== What you have to do ==
Retype, word for word, every line of the records below starting at the one that contains "Mark the turbulent" and ending at the one that contains "Mark the wet"; include both of those lines and nothing more.
—————
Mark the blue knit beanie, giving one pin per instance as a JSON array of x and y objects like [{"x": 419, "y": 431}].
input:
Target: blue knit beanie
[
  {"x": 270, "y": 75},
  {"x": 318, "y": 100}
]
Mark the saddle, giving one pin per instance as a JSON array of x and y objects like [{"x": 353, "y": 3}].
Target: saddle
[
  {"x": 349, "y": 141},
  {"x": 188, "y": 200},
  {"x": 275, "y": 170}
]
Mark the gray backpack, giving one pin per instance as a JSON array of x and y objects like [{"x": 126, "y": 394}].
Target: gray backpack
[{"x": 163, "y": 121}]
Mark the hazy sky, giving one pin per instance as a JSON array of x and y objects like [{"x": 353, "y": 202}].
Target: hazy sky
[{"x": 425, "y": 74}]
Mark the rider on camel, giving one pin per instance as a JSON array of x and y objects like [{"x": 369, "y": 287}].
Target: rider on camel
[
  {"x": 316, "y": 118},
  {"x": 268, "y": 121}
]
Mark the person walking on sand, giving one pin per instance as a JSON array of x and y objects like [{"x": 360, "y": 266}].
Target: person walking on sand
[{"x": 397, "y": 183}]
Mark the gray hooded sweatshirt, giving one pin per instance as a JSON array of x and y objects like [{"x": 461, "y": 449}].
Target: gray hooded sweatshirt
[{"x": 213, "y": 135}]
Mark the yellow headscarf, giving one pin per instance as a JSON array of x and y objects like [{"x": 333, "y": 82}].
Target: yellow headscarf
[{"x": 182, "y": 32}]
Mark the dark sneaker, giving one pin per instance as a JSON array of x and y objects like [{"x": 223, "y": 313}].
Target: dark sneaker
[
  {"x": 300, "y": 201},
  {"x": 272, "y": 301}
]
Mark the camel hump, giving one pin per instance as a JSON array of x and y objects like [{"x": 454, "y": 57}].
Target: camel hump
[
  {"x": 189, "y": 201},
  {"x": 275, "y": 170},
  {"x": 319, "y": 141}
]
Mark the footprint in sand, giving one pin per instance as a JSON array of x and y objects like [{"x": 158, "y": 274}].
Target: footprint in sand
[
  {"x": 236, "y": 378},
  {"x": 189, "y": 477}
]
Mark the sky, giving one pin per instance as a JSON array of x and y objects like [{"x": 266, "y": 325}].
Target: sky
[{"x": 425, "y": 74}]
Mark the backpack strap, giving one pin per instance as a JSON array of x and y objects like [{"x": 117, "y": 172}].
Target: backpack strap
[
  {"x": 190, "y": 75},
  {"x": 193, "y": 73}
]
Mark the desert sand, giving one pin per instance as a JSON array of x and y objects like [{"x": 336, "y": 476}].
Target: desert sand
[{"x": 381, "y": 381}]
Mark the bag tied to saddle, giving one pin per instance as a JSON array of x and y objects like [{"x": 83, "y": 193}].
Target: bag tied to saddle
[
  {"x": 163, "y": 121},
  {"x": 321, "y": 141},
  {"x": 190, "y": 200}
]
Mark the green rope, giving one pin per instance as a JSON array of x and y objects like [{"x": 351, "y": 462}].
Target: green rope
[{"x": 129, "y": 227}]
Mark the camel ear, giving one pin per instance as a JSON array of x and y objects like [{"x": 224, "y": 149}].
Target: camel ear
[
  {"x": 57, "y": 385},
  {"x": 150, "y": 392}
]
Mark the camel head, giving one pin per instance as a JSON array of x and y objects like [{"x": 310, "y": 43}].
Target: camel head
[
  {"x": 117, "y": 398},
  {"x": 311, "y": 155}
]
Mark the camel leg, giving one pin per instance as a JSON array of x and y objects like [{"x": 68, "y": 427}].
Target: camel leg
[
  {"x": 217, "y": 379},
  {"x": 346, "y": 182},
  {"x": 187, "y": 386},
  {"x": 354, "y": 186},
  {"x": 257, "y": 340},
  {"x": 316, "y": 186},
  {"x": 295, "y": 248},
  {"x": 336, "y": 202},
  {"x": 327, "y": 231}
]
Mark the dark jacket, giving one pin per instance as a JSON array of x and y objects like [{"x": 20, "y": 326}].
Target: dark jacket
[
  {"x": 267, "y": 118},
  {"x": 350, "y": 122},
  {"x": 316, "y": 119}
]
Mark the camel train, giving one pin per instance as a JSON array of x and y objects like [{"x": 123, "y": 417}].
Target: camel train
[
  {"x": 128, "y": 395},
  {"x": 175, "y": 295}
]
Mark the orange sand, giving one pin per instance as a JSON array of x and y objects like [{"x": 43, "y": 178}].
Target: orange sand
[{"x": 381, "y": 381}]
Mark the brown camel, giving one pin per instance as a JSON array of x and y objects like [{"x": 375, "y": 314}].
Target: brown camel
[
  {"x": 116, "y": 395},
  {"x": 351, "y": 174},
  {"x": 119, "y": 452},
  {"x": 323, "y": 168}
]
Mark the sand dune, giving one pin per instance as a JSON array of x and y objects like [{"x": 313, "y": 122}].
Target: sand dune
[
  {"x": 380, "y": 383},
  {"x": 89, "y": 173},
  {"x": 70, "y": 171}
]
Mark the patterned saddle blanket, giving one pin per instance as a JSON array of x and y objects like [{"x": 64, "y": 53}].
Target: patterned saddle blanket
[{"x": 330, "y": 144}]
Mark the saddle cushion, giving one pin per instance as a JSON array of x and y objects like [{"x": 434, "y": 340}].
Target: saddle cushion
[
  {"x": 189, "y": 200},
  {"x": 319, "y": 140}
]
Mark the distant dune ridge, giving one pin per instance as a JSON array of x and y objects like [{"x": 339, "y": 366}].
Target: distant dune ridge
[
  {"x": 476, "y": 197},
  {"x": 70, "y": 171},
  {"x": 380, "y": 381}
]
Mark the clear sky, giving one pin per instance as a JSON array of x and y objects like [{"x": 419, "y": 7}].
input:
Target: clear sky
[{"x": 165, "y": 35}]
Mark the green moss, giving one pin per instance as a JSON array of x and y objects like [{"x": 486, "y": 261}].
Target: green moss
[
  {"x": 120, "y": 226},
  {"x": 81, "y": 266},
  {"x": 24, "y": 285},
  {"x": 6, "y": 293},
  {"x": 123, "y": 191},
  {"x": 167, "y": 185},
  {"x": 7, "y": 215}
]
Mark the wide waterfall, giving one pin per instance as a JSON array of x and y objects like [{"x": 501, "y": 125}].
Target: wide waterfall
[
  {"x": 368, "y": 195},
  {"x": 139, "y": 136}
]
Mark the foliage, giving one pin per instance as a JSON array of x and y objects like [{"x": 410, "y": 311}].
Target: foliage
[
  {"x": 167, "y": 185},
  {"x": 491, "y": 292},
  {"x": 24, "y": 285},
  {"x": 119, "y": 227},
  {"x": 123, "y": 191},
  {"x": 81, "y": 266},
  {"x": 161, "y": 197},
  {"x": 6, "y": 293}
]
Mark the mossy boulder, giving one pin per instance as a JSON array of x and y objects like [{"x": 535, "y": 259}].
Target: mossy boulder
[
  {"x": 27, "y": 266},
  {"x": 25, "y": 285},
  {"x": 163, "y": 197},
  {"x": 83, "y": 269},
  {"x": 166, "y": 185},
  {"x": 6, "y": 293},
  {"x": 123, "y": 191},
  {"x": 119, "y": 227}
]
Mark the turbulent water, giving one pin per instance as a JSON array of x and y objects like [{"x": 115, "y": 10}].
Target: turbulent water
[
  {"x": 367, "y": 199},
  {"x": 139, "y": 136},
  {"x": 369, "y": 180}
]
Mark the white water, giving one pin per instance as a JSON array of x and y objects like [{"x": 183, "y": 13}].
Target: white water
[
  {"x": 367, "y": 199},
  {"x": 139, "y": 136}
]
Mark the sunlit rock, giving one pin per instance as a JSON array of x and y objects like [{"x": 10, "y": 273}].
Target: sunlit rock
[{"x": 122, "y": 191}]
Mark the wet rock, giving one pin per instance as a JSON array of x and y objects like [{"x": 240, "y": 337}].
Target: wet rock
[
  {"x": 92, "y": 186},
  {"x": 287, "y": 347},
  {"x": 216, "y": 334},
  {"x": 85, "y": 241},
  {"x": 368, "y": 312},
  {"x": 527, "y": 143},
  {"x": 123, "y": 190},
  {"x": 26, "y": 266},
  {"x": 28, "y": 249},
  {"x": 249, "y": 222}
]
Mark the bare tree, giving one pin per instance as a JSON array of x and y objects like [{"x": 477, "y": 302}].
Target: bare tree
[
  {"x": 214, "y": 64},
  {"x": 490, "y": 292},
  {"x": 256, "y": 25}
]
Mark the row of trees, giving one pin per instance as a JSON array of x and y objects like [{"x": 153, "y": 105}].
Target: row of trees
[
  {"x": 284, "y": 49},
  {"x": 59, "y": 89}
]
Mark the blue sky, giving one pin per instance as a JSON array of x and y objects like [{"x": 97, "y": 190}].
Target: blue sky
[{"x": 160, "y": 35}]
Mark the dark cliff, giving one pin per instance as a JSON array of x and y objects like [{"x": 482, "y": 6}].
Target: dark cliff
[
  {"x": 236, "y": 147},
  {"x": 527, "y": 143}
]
—————
== Answer space ==
Mark the turbulent water, giving one pin per instance as a JSON array of x and y objects like [{"x": 115, "y": 10}].
Target: turbulent water
[
  {"x": 367, "y": 199},
  {"x": 139, "y": 136},
  {"x": 369, "y": 180}
]
Mark the white water, giving one pin per instance as a JSON array of x and y objects like [{"x": 183, "y": 13}].
Target: white water
[
  {"x": 367, "y": 199},
  {"x": 139, "y": 136}
]
Mark the sunlit rock, giving one pin per instance as a JSON array of x and y objects like [{"x": 10, "y": 273}].
Target: sunlit rock
[{"x": 122, "y": 191}]
Mark the wet rock, giving one pin per instance as a JSON array of x and y objects like [{"x": 240, "y": 337}].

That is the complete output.